## Exercise requirements
Does each statement agree with the article on Qatar's Ras Laffan refinery? Answer yes or no for each and quote the words of the article that decide it. (a) Qatar was a net importer of gas oil before the new plant. (b) Middle distillate refining profits in Asia are higher than they were last year. (c) Most of the new Qatari supply is expected to go to Asia.

Qatar has sets its sights on the bulging middle distillates market. But can it match the muscle of export giants China & India?

Power play
The new Qatari gas oil is super-clean, meaning it can be diluted with lower quality oil and still produce large volumes of relatively clean diesel.
Power play
Indian refiner Reliance plans to further boost the refining capacity at its complex at Jamnagar.


With the launch of the Ras Laffan facility, Qatar has sets its sights on the bulging middle distillates market. However, the tiny Gulf state may struggle to rival the muscle of export giants China and India.

The new oil refinery in qatar is pumping nearly 80,000 barrels per day of middle distillates, piling yet more pressure on to a market suffering serious oversupply.

The 146,000 barrels per day (bpd) Ras Laffan plant currently produces 24,000 barrels per day of gas oil and 52,000 bpd of kerosene and jet fuel. Global recession has hit these markets hard, leaving millions of barrels on ships waiting for buyers.

Refining profits for making middle distillates in Asia have slumped. Profits per barrel stand at around $8, a fifth of the $40 seen last year.

Even more bearish for diesel markets is that the new Qatari gas oil is super-clean, meaning it can be diluted with lower quality oil and still produce larger volumes of relatively clean diesel.

“This stuff is wonder-blend,” said Al Troner, president of Asia Pacific Energy Consultancy. “It is coming at the wrong time for the diesel market; you’ve got to wonder how quickly the market is going to be able to recover to absorb this high-end diesel.”

While oil prices have hovered at around $75 a barrel on the view the global economy will pick up, and with it crude demand, there have been few signs of a recovery in demand for diesel, the transport fuel for trucks worldwide. Most of the new Qatari supply would probably find its way to Europe, oil traders said.

Qatar will also soon boost its clean diesel supply even further with its new 140,000 bpd plant to produce gas to liquids, due online by the end of 2010. The two plants combined would pump around 60,000 to 65,000 bpd of ultra-clean diesel, Troner said.

Until now, Qatar had been a net importer of gas oil.

New plants like the Ras Laffan facility are also going to have to compete with China, which has been running its refineries at full throttle in recent years.

A growing share of Chinese refiners’ production has been sold overseas this year as fuel stocks have swelled. Gasoline exports hit the highest in 2.5 years in August, and diesel exports more than doubled from traders’ estimates in the same month, Chinese customs data showed.

“This is a concern even if demand picks up; globally what are you going to do with this monster,” a middle distillates trader based in Asia said. “China will eat you alive, and don’t forget you also have the giant refining complex of Reliance; this is very apocalyptic type stuff.”

Indian refiner Reliance Industries, which has doubled the size of its refining complex at Jamnagar to 1.24 million bpd, plans to add another 140,000 bpd in capacity in the next six to eight months.

Ras Laffan processes oil liquids that form at the surface when gas is produced for Qatar’s new liquefied natural gas facilities.

The biggest product stream at the plant will be the petrochemical feedstock and gasoline component naphtha, with 61,000 barrels per day.

Most of that will go to new petrochemical plants in Asia. Traders said the supply has mostly been priced in since Qatar concluded long-term supply deals for the product in August. But there would still be some pressure on the market as supply actually comes on line.

## Dataset excerpt
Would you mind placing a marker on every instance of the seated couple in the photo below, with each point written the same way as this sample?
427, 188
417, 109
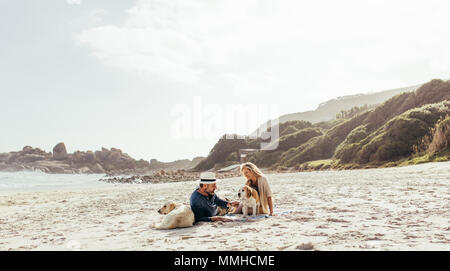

## The output
(a) Yes: "Until now, Qatar had been a net importer of gas oil."
(b) No: "Profits per barrel stand at around $8, a fifth of the $40 seen last year."
(c) No: "Most of the new Qatari supply would probably find its way to Europe, oil traders said."